TASK ::
Reproduce the records below, switching every "Values" to "Coordinates" and keeping everything else the same. Leave the pictures out.

Excerpts from a point-labeling dataset:
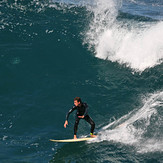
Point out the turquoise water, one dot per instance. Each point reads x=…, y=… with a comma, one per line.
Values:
x=107, y=52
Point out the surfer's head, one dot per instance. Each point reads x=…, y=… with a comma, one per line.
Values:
x=77, y=101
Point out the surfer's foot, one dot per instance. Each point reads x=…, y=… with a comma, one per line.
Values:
x=75, y=137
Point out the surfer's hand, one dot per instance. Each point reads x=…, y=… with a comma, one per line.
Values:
x=66, y=123
x=81, y=116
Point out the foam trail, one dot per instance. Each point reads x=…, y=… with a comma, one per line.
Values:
x=138, y=45
x=141, y=128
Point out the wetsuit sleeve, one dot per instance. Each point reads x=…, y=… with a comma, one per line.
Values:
x=86, y=109
x=70, y=111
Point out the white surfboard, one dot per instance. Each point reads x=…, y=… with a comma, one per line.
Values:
x=72, y=140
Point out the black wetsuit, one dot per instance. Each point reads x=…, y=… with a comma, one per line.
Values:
x=81, y=110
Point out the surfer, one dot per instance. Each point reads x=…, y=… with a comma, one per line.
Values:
x=82, y=113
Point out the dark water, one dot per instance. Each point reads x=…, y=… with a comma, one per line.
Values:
x=107, y=52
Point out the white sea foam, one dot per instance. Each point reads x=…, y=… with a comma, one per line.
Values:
x=140, y=128
x=139, y=46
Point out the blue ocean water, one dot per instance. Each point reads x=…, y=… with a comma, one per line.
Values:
x=108, y=52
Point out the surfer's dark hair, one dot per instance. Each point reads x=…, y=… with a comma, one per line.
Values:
x=78, y=99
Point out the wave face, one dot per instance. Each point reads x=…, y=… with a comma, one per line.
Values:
x=141, y=128
x=108, y=52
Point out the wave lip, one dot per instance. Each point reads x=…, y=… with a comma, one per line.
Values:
x=138, y=45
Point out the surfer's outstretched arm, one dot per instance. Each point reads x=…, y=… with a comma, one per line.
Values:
x=67, y=116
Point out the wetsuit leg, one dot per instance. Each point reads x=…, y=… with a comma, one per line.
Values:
x=76, y=125
x=91, y=122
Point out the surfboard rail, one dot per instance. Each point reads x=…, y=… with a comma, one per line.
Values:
x=72, y=140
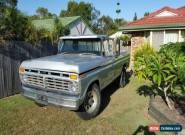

SOLVED EXERCISE ::
Point out the turquoise water, one dot per instance. Each point reads x=…, y=… with a comma, one per line.
Coordinates:
x=107, y=52
Point out the surfer's head, one dot per instance. Each point reads x=…, y=… with a comma, one per line.
Coordinates:
x=77, y=101
Point out the surfer's foot, one dot per instance. Each point reads x=…, y=… with a comma, one per line.
Coordinates:
x=75, y=137
Point out the surfer's hand, one dot per instance. Each point reads x=…, y=… with a comma, one per line.
Coordinates:
x=66, y=123
x=81, y=116
Point out the foam trail, one dot per instance. Each point reads x=…, y=… with a comma, one per line.
Coordinates:
x=138, y=45
x=141, y=128
Point out the wetsuit sleeve, one dot per instance. Each point reads x=…, y=… with a comma, one per line.
Coordinates:
x=86, y=109
x=70, y=111
Point out the white surfboard, one dot per instance. Each point reads x=…, y=… with a comma, one per line.
Coordinates:
x=72, y=140
Point out the black wetsuit, one dot per instance. Each point reads x=…, y=… with a comma, one per line.
Coordinates:
x=81, y=110
Point out the surfer, one dot per instance. Each point reads x=…, y=… with a comma, one per line.
Coordinates:
x=82, y=113
Point out the dark water, one dot per instance. Each point reads x=…, y=… with a comma, one per line.
Coordinates:
x=107, y=52
Point out the white sea foam, one dot per instance. Each point reads x=…, y=… with a comma, one per line.
Coordinates:
x=140, y=128
x=139, y=46
Point out the blue ocean water, one dot per instance. Each point reads x=…, y=… with a comma, one per line.
Coordinates:
x=108, y=52
Point out the surfer's dark hair, one dot per instance. Each point reads x=…, y=… with a comma, one per line.
Coordinates:
x=78, y=99
Point out the wave face, one dot per instance. Each point reads x=…, y=… with a comma, one per line.
Coordinates:
x=141, y=128
x=108, y=52
Point out the wave lip, one dot per instance. Each point reads x=…, y=… with a comma, one per line.
Coordinates:
x=138, y=45
Point out the surfer's outstretched arm, one dot per instance. Each point reads x=…, y=… with a comma, one per line.
Coordinates:
x=67, y=116
Point out the wetsuit leg, one dot per instance. Each point reads x=…, y=… with a comma, one per line.
Coordinates:
x=76, y=125
x=91, y=122
Point out the surfboard rail, one dot per instance. Each point reads x=…, y=… with a comma, one per line.
Coordinates:
x=72, y=140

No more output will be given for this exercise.